WRITTEN REQUEST:
Reproduce the material below with every "woman" changed to "person" and all other text kept the same. Omit the pictures.

DATA FOR THIS TASK:
* BEGIN *

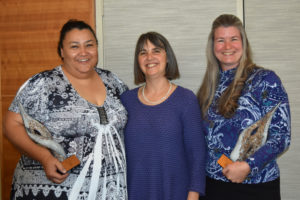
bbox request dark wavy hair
[134,32,180,85]
[57,19,98,59]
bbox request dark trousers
[200,177,281,200]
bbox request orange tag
[218,154,233,168]
[61,155,80,171]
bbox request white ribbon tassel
[69,119,127,200]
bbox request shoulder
[17,66,63,94]
[249,68,282,85]
[121,87,139,100]
[175,85,197,102]
[247,68,288,102]
[95,68,128,94]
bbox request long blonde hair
[197,14,256,118]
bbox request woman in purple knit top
[121,32,205,200]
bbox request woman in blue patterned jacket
[198,14,291,200]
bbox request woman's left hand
[187,191,199,200]
[222,161,250,183]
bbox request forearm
[4,111,52,162]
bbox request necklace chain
[142,81,172,104]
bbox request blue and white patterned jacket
[204,68,291,184]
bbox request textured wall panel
[245,0,300,200]
[103,0,236,91]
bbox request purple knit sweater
[121,86,206,200]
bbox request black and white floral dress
[9,66,128,200]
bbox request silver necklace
[142,81,172,104]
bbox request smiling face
[214,26,243,71]
[138,40,167,79]
[61,29,98,77]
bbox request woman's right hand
[4,111,68,184]
[40,155,69,184]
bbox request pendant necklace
[142,80,172,105]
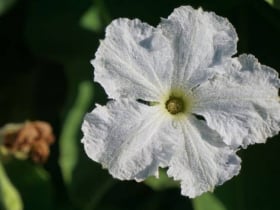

* END *

FULL OUTPUT:
bbox request dark wavy hair
[134,32,180,85]
[57,19,98,59]
bbox request dark trousers
[200,177,281,200]
bbox request orange tag
[218,154,233,168]
[61,155,80,171]
bbox request white ribbon tassel
[69,119,127,200]
bbox request shoulder
[17,66,63,94]
[249,68,282,85]
[121,87,139,100]
[175,85,197,102]
[247,68,288,102]
[95,68,128,94]
bbox request long blonde hair
[197,14,256,118]
bbox request person in purple knit top
[121,32,205,200]
bbox request person in blue patterned jacket
[198,14,291,200]
bbox request person's left hand
[187,191,199,200]
[222,161,250,183]
bbox request forearm
[4,111,52,162]
bbox request necklace chain
[142,81,172,104]
bbox request blue and white patterned jacket
[204,68,291,184]
bbox request textured wall panel
[245,0,300,200]
[103,0,236,91]
bbox request purple knit sweater
[121,86,206,200]
bbox request black and white floral dress
[9,66,128,200]
bbox request silver necklace
[142,81,172,104]
bbox request smiling face
[214,26,243,71]
[138,40,167,79]
[61,29,98,77]
bbox request person's right hand
[4,111,68,184]
[40,155,69,184]
bbox request pendant necklace
[142,80,172,105]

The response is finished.